What is expected:
Your response should consist solely of the lines from the one containing "In this picture, where can the roll" through the final line of the entries, repeated exactly.

** Available data follows **

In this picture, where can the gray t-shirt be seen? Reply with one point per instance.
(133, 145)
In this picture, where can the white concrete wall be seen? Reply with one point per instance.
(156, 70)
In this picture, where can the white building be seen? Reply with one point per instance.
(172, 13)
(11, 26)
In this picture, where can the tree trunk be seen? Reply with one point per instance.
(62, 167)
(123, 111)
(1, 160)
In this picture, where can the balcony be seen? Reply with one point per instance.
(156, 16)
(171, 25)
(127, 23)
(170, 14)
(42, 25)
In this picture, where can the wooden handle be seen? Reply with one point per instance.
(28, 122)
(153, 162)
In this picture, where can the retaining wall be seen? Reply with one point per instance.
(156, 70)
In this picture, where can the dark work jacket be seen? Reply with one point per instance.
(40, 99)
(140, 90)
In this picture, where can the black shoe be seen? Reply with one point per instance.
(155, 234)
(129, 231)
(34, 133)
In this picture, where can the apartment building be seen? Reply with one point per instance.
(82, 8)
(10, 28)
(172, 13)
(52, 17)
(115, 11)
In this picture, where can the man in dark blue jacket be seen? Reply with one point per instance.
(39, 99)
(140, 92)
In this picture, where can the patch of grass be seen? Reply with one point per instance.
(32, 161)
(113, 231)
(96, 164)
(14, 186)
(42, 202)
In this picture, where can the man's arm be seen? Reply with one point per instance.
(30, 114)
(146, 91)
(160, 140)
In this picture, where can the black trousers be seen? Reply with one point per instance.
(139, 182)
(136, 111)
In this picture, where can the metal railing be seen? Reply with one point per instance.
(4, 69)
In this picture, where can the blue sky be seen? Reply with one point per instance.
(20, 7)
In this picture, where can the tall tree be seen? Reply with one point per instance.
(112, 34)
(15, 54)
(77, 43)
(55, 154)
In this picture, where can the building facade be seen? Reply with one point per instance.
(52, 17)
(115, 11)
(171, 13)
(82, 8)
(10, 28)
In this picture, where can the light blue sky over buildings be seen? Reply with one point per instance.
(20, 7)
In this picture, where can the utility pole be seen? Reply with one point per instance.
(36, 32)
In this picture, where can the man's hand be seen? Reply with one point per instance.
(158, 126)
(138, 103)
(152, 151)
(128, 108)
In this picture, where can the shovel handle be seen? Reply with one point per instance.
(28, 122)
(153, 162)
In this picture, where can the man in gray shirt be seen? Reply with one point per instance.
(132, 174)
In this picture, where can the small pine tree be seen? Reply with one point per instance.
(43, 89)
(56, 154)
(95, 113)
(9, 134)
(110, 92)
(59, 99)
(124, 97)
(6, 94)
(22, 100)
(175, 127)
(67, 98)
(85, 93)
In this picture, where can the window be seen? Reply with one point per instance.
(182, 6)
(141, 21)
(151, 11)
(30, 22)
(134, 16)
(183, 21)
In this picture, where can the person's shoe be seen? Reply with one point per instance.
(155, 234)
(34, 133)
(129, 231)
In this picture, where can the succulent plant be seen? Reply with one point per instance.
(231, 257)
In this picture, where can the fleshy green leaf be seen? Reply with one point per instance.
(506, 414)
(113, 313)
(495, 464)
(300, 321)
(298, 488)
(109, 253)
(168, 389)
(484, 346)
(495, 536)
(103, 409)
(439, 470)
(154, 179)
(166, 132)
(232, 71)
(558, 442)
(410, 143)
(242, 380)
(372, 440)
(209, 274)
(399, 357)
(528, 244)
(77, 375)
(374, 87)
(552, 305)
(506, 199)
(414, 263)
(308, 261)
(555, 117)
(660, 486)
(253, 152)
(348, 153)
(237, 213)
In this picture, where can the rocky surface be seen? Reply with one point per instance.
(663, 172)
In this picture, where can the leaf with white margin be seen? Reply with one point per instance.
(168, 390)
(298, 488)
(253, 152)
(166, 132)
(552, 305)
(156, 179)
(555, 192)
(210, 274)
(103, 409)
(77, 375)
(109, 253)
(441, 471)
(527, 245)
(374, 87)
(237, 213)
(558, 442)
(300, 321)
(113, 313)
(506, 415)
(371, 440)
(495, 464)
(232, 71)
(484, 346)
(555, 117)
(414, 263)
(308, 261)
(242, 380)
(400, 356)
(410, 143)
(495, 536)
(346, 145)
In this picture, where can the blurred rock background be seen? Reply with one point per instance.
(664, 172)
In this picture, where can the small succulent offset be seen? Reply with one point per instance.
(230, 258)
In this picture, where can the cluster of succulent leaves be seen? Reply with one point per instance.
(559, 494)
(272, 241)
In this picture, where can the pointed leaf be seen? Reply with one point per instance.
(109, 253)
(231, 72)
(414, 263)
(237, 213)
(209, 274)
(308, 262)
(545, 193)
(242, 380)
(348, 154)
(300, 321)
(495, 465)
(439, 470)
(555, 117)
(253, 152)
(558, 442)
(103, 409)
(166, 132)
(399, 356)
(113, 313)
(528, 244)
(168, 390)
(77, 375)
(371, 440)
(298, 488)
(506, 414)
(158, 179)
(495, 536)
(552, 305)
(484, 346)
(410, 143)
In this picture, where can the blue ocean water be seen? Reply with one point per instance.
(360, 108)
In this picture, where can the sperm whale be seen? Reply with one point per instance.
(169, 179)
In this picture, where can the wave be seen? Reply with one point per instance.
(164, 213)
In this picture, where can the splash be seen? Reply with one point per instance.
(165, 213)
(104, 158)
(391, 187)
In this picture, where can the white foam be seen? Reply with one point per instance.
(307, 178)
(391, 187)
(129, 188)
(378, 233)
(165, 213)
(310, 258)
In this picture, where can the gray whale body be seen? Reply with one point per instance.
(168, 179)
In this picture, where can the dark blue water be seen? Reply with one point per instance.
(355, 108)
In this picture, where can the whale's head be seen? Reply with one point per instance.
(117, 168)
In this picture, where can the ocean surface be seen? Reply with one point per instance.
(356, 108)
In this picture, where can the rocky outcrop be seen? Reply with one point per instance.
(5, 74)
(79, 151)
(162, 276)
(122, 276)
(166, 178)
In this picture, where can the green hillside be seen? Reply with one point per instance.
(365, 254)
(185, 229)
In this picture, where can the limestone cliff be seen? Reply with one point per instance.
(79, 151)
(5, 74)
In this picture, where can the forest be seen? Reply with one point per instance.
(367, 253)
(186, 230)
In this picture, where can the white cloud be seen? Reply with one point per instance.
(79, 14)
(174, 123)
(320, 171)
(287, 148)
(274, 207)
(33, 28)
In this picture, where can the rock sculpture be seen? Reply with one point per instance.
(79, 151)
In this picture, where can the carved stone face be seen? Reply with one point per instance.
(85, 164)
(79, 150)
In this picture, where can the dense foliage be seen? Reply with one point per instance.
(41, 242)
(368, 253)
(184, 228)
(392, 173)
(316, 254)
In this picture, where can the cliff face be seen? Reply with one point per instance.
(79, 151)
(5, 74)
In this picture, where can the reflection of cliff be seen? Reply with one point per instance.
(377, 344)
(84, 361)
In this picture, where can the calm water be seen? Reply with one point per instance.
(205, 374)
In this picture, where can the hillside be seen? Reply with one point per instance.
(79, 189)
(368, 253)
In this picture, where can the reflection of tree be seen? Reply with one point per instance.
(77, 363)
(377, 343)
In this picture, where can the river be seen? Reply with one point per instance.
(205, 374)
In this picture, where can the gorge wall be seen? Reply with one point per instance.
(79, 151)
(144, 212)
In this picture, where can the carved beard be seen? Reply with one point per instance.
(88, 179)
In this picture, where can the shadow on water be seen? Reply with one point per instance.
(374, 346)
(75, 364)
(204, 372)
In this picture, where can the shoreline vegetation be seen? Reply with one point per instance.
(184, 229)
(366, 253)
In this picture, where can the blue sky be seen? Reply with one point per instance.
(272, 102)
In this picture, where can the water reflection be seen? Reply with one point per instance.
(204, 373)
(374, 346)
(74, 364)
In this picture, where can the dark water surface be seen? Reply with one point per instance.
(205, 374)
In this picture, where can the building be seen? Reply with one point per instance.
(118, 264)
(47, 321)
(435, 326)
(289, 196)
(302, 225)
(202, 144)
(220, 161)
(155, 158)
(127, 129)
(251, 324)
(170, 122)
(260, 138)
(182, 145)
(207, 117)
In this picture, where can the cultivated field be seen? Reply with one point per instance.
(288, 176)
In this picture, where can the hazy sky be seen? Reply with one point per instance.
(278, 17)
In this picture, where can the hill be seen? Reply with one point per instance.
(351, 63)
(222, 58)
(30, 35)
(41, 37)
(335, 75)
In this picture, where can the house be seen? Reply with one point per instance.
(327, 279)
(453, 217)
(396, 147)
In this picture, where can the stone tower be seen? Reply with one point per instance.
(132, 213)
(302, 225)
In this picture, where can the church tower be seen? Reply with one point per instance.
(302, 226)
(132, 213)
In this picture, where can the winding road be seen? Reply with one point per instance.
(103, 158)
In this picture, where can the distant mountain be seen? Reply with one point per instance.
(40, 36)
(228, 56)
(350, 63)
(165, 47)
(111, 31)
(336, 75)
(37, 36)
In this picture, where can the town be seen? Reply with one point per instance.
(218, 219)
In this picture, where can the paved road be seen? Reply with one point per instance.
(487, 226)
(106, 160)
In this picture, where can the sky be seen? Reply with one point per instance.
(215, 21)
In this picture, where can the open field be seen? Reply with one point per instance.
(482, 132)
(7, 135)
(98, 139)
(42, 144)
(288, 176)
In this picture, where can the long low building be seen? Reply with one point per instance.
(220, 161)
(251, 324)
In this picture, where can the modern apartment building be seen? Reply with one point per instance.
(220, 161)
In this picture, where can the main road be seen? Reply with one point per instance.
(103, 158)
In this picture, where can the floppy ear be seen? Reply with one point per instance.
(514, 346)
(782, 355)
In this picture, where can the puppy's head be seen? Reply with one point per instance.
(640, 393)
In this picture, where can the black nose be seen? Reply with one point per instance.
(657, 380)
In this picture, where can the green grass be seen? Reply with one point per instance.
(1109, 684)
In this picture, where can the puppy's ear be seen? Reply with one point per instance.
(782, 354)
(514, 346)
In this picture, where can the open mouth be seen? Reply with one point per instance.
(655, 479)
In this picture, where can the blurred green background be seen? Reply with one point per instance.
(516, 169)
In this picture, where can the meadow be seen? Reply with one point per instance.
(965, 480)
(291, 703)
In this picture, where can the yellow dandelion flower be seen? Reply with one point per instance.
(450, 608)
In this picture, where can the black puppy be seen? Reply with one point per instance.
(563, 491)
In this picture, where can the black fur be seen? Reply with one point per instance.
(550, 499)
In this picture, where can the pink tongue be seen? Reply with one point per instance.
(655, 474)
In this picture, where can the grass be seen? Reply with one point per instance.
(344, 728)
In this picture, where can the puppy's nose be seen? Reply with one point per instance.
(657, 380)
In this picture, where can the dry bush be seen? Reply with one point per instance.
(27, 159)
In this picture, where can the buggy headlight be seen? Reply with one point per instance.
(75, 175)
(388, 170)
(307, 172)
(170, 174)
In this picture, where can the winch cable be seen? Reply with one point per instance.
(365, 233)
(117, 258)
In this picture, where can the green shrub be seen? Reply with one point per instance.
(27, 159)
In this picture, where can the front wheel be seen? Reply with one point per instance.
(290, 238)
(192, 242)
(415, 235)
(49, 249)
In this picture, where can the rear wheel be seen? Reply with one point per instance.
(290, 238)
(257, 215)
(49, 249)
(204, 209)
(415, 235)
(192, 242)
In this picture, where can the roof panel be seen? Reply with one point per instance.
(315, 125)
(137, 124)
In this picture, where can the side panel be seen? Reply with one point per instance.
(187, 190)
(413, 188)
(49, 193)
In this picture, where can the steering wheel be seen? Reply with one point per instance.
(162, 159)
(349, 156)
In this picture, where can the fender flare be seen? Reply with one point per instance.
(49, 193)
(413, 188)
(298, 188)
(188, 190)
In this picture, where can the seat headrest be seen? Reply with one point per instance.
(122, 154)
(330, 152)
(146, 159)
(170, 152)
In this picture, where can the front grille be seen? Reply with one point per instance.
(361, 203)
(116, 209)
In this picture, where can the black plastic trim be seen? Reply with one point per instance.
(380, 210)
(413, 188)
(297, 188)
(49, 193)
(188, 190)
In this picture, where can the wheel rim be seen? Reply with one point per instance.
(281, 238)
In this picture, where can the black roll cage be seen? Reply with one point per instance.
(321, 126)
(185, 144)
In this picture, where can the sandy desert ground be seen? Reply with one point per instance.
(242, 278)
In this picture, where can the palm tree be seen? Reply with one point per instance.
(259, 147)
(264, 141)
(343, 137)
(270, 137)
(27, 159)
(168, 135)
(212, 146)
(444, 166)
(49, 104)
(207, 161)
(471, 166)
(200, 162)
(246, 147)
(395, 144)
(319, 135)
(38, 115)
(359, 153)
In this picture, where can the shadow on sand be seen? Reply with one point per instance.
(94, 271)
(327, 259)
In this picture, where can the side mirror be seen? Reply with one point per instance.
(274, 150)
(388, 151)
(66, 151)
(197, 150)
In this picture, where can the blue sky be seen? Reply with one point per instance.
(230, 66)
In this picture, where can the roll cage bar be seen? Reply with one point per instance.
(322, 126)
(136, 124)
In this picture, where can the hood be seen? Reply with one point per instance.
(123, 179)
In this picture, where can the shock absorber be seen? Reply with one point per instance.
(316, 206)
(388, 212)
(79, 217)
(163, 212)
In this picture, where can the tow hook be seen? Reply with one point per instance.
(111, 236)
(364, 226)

** End of Available data **

Response to this task:
In this picture, where can the roll cage bar be seen? Reply with one point per instance.
(322, 126)
(136, 124)
In this picture, where can the hood be seen? Reply with one point per instance.
(123, 179)
In this picture, where can the shock absorber be seen? Reply with one point per instance.
(316, 206)
(388, 212)
(79, 217)
(163, 212)
In this picture, where can the tow hook be seen? Reply with one point per instance.
(111, 236)
(364, 226)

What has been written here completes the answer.